BEGIN SELECTED TEXT

In a recent Seeking Alpha article, I labeled three stocks - Apple (AAPL), Starbucks (SBUX), and Peloton (NASDAQ:PTON) - future dividend aristocrats. That last one rendered me crazy in the eyes of many. This is fine. Hardly unexpected. While I can see why you might think the notion of high-flying Peloton becoming a dividend aristocrat sounds insane today, don't dismiss it out of hand.
But setting what could happen decades from now aside, don't dismiss Peloton as a great growth stock to buy today or, better yet, on the eventual weakness that's sure to come.
Did you see Netflix's (NFLX) red envelopes in mailboxes from coast to coast in the early 2000s and dismiss the company then?
Did you blow off Apple (AAPL) as iPod led to the ubiquity of iPhone?
Did you consider Amazon.com (AMZN) a fad as mail carriers tossed its iconic boxes over every fence on your block? Hopefully not, because it now takes a fleet of delivery drivers, of multiple affiliations, to deliver Amazon's mail.
With this in mind, we'll all be better off if we don't have the same conversation around Peloton we had around Netflix and Amazon (less so Apple) 10 years ago. I led the bearish the charge on Netflix. I was unabashedly bullish Amazon. So I have experienced and reflected on both sides of the story.
The lesson - I spent years lamenting Netflix's balance sheet. Anti-Amazon folks cried because it "didn't care" about turning a profit. Both stances proved nothing short of idiotic. They were definitely flat wrong. Netflix and Amazon put every dime they could get their hands on back into their respective businesses. They did it differently, but with pretty much the same general mindset.
The success of these two stocks alone should stop us from treating today's Amazons and Netflixs the same way. I don't make this argument to persuade you into thinking I'm correct about Peloton. There's a high probability I'm wrong. Of course, I might be right. The truth will likely end up somewhere in between.
I make the argument because the financial metrics of a hyper growth company disrupting established spaces and carving out its own areas to exploit don't always look good. Amazon and Netflix showed us this. It's history. And it doesn't lie. It should inform us and lead us to, if nothing else, an open mind.
Here's what I think is going to happen.
There will be some type of end to the pandemic. Maybe a soft ending (we haven't eradicated it, but can return to something close to normality with limited public health interventions). Maybe a hard ending (it's gone). However it shakes out, when the market thinks it's effectively over, the COVID-19 stocks that have done so well will tank. I expect Peloton to be among the worst performers.
We'll see a chorus of people saying "I told you so."
This will be the time to buy the COVID-19 stocks that come back and sustain.
I'd consider taking a relatively cautious approach.
Some stocks will go down in the carnage with little, if any, basis - say Home Depot (HD) and Microsoft (MSFT). I'd buy essential stocks and big, proven tech names here.
Then there's the class of stocks that includes tier one story stocks. Zoom (ZM) and Chewy (CHWY) come to mind. Will people return to the office and to the pet store in large enough numbers to render these businesses relatively listless?
Investors will have to make choices among this large pool of names. Some will have taken profits already. Others might buy on weakness. But you can make a case most people can at least understand the story, even if they're not willing to embrace it, on these types of companies.
Then there are the Pelotons of the world. Pure story stocks. Story stocks many investors consider inextricably linked to the pandemic. I completely comprehend and even appreciate this point of view. In some cases, it will end up being a solid call. Just not in Peloton's case.

END SELECTED TEXT
BEGIN RECORD EXCERPTS

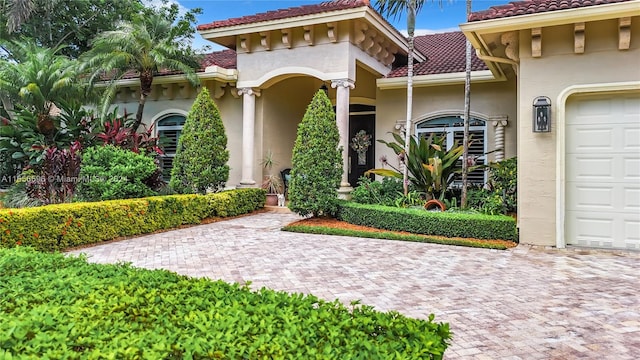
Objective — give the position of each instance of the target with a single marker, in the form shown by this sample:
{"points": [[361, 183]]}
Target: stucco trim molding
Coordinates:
{"points": [[445, 113], [164, 113], [436, 80], [561, 103], [282, 73]]}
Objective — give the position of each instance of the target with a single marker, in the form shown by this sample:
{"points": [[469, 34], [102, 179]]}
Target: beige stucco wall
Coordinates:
{"points": [[230, 111], [283, 106], [558, 69], [488, 99]]}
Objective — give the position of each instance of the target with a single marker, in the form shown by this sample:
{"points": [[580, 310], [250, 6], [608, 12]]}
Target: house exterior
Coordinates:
{"points": [[578, 183]]}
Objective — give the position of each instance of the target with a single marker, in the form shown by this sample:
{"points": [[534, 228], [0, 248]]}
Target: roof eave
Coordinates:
{"points": [[210, 73], [392, 33], [297, 21], [553, 18], [456, 78]]}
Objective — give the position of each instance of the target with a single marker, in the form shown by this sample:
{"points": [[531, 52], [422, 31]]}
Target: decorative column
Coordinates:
{"points": [[248, 134], [499, 122], [343, 87]]}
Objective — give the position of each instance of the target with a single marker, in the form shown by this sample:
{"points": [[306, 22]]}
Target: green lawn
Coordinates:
{"points": [[53, 306]]}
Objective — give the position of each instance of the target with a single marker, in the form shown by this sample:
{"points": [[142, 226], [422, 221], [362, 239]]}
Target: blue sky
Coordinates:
{"points": [[433, 17]]}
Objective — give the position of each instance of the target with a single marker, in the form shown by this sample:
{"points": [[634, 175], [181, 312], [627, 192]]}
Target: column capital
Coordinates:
{"points": [[249, 91], [499, 120], [346, 83]]}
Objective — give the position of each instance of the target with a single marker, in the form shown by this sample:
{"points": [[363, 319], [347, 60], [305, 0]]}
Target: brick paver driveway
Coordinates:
{"points": [[518, 304]]}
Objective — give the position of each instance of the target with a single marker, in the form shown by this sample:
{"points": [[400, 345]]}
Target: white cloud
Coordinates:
{"points": [[420, 32], [159, 3]]}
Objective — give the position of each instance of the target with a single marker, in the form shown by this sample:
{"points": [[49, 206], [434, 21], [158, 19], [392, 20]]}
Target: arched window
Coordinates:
{"points": [[169, 129], [453, 127]]}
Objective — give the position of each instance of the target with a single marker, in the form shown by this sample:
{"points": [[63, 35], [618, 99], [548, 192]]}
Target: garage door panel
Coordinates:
{"points": [[590, 139], [631, 168], [602, 167], [632, 138], [586, 168], [589, 197], [631, 107], [631, 199], [631, 234], [590, 230]]}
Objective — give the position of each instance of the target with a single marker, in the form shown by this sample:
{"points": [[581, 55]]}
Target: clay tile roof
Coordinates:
{"points": [[291, 12], [445, 54], [517, 8], [225, 59]]}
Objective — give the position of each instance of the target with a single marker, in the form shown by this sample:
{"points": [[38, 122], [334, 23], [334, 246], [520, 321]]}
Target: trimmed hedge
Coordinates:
{"points": [[484, 244], [61, 226], [418, 221], [60, 307]]}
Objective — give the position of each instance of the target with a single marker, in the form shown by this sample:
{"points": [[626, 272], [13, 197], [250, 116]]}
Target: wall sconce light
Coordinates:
{"points": [[542, 114]]}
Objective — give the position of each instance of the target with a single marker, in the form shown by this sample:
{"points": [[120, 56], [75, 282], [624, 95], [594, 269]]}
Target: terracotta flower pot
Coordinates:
{"points": [[272, 200]]}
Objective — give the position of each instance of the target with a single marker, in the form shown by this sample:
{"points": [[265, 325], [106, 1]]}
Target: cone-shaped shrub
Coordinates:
{"points": [[317, 161], [202, 155]]}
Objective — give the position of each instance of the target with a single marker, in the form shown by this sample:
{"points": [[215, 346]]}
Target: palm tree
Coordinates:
{"points": [[394, 8], [146, 46], [467, 116], [38, 79]]}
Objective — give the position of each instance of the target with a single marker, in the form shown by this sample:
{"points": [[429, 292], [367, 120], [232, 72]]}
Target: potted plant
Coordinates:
{"points": [[271, 183]]}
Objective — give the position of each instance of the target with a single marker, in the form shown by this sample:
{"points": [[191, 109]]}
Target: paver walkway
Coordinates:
{"points": [[519, 304]]}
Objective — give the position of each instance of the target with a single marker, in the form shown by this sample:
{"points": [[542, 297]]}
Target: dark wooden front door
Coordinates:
{"points": [[358, 164]]}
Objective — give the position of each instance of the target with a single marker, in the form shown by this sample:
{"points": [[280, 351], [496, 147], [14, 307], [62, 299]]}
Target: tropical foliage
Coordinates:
{"points": [[430, 165], [144, 47], [316, 161], [201, 158], [109, 173], [52, 23], [39, 79], [501, 193]]}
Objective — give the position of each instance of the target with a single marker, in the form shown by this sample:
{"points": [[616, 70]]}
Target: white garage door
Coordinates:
{"points": [[603, 171]]}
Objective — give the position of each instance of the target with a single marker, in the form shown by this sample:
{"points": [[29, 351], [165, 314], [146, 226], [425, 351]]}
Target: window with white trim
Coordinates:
{"points": [[169, 129], [453, 128]]}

END RECORD EXCERPTS

Continue the article making the case for Peloton as a long-term investment, beginning after its final paragraph.

**ANSWER TO THE EXERCISE:**
We're told people we're already leaving cities. The pandemic only exacerbated the trend. We're told work from home already was becoming more of a thing. The pandemic simply helped accelerate the trend. I don't know if either of these things are true (I have seen good data/arguments on both sides and more moderate takes somewhere in the middle). But I do know the pandemic has played the role of moderating variable in quite a few relationships that existed prior to its arrival.
Along this line of thinking, the pandemic has benefited some companies that set up shop, outlined a vision, and started to execute before COVID-19 hit. It's not as if Peloton sprang up in response to COVID-19. It already was here with a well-articulated plan on how it intends to move forward building out its ecosystem. The pandemic gave Peloton a boost.
Peloton would have gained traction without a pandemic, just not as quickly as it has. It's crucial to remember this before you debunk the company. It's also kinda funny to say the company doesn't have a moat. I'm not sure Netflix or Amazon ever had moats. They just did what they were doing better than anybody else and innovated in and around their spaces more effectively. Sometimes just being better - and more visionary - is enough of a moat.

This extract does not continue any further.